◆ Excerpts of labeled region data ◆
§ §
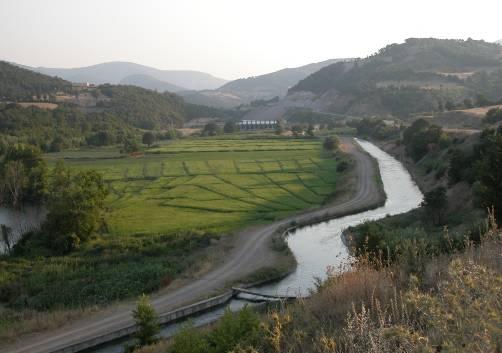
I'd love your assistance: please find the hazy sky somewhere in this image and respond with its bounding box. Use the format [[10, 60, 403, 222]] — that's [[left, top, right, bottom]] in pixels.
[[0, 0, 502, 79]]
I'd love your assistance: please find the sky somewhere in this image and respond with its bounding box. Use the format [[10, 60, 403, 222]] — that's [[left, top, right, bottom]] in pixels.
[[0, 0, 502, 79]]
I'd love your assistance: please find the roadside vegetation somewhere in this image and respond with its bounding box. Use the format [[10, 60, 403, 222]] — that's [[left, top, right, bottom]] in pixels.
[[57, 135, 337, 235], [0, 135, 346, 339], [137, 214, 502, 353]]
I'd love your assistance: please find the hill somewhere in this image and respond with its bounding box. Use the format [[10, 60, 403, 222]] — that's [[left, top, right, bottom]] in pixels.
[[0, 62, 187, 151], [120, 74, 184, 92], [33, 61, 227, 90], [180, 59, 344, 108], [0, 61, 71, 101], [288, 38, 502, 117], [218, 59, 348, 101]]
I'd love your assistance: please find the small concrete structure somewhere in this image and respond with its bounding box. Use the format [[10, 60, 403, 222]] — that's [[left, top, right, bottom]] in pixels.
[[238, 120, 277, 130]]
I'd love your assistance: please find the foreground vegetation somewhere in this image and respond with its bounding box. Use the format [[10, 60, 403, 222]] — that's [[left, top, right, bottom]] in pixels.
[[137, 212, 502, 353], [0, 138, 342, 338], [56, 137, 337, 235]]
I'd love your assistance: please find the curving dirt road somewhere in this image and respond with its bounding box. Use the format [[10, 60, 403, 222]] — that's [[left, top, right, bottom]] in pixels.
[[0, 139, 384, 353]]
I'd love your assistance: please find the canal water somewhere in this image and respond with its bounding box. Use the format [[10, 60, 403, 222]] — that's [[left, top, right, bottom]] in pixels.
[[92, 140, 423, 353], [0, 206, 47, 254]]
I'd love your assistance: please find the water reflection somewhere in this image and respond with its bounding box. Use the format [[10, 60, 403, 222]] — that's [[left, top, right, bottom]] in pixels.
[[0, 207, 47, 254], [255, 140, 423, 295]]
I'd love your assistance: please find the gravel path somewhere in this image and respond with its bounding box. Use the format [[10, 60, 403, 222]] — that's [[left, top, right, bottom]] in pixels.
[[0, 138, 383, 353]]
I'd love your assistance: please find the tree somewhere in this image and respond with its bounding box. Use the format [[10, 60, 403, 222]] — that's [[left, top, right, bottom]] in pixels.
[[421, 186, 448, 225], [202, 122, 218, 136], [0, 224, 12, 254], [444, 101, 455, 110], [3, 161, 26, 208], [143, 131, 155, 147], [122, 138, 140, 153], [479, 132, 502, 221], [0, 144, 47, 207], [322, 136, 340, 152], [223, 121, 239, 134], [275, 119, 284, 135], [132, 294, 160, 347], [307, 124, 315, 136], [484, 108, 502, 124], [43, 163, 108, 254]]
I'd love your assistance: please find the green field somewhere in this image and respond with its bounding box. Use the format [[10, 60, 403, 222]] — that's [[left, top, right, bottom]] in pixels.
[[48, 138, 336, 235]]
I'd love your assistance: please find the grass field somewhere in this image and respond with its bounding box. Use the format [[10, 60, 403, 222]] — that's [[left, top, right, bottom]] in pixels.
[[49, 138, 336, 235], [0, 135, 337, 316]]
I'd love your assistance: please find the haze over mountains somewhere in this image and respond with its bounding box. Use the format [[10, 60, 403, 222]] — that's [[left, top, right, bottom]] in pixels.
[[177, 59, 347, 108], [19, 59, 345, 108], [247, 38, 502, 120], [30, 61, 228, 92]]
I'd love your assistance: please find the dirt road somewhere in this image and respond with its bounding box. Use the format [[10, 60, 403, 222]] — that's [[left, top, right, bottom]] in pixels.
[[0, 139, 383, 353]]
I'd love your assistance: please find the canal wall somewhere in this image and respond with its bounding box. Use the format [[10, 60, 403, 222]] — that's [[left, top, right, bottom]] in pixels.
[[51, 291, 234, 353]]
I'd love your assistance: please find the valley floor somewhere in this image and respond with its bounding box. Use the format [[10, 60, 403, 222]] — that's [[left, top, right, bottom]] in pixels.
[[0, 139, 385, 353]]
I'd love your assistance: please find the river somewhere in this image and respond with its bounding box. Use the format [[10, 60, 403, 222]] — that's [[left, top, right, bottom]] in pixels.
[[0, 206, 47, 254], [92, 140, 423, 353]]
§ §
Reproduce the records starting at the line containing "I'd love your assistance: please find the water" and ending at the line containing "[[51, 291, 234, 353]]", with each request kept unchanged and every bounding-box coordinate in the answers increased by 77. Leave the format sample within each request unaltered.

I'd love your assistance: please find the water reflection somewhere in this image and respond with its bounding box. Use the format [[10, 60, 403, 222]] — that's [[left, top, right, bottom]] in pixels.
[[77, 284, 124, 331], [332, 217, 500, 372]]
I'd love your assistance: please find the gravel path somewhere in this image and respond with its bounding box. Use the format [[10, 60, 403, 222]] — that's [[left, top, right, bottom]] in pixels.
[[77, 215, 460, 430]]
I'd love your assistance: please find the tree somewhere in this image and respond with its bounding box. Use the format [[10, 60, 403, 222]] — that's [[left, top, right, bottom]] in pixels.
[[498, 263, 525, 302], [279, 199, 295, 213], [77, 301, 89, 331], [521, 178, 532, 187], [80, 238, 103, 285], [220, 208, 232, 224], [199, 215, 217, 230], [556, 209, 579, 298], [77, 221, 124, 284], [399, 213, 417, 229], [300, 198, 316, 211], [352, 196, 361, 212], [209, 371, 237, 424], [384, 201, 392, 213], [561, 185, 579, 201], [120, 240, 185, 331]]
I'd love your assistance: please find the green field somewhere in this image and respond with its bounding box. Use the format [[10, 60, 403, 222]] — that's [[left, top, right, bottom]] in pixels.
[[125, 215, 413, 312]]
I'd love your assistance: please find the grass field somewhere in this image and respond with its bounding box. Use the format [[10, 60, 403, 222]] — that's [[left, top, right, bottom]] in pixels.
[[126, 215, 413, 312], [77, 212, 414, 393]]
I'd love your assistance: please find the haze over mountains somewhere in this image and respond with its bounding box. Use the format [[10, 60, 403, 222]] — that's [[left, top, right, bottom]] in pixels.
[[254, 136, 424, 185], [96, 136, 422, 185], [324, 115, 579, 197], [107, 138, 305, 169]]
I'd love your assistance: please find the dirt road somewhere in this image and respond with its bounding box. Use the format [[10, 60, 403, 222]] — that's [[left, top, right, bottom]] in pixels.
[[77, 216, 460, 430]]
I'd love your assistance: please find the canal wall somewhere in this image and respond with its bounding box. Use the format [[10, 60, 403, 222]] — that's [[left, top, right, bottom]] in pixels.
[[128, 368, 311, 430]]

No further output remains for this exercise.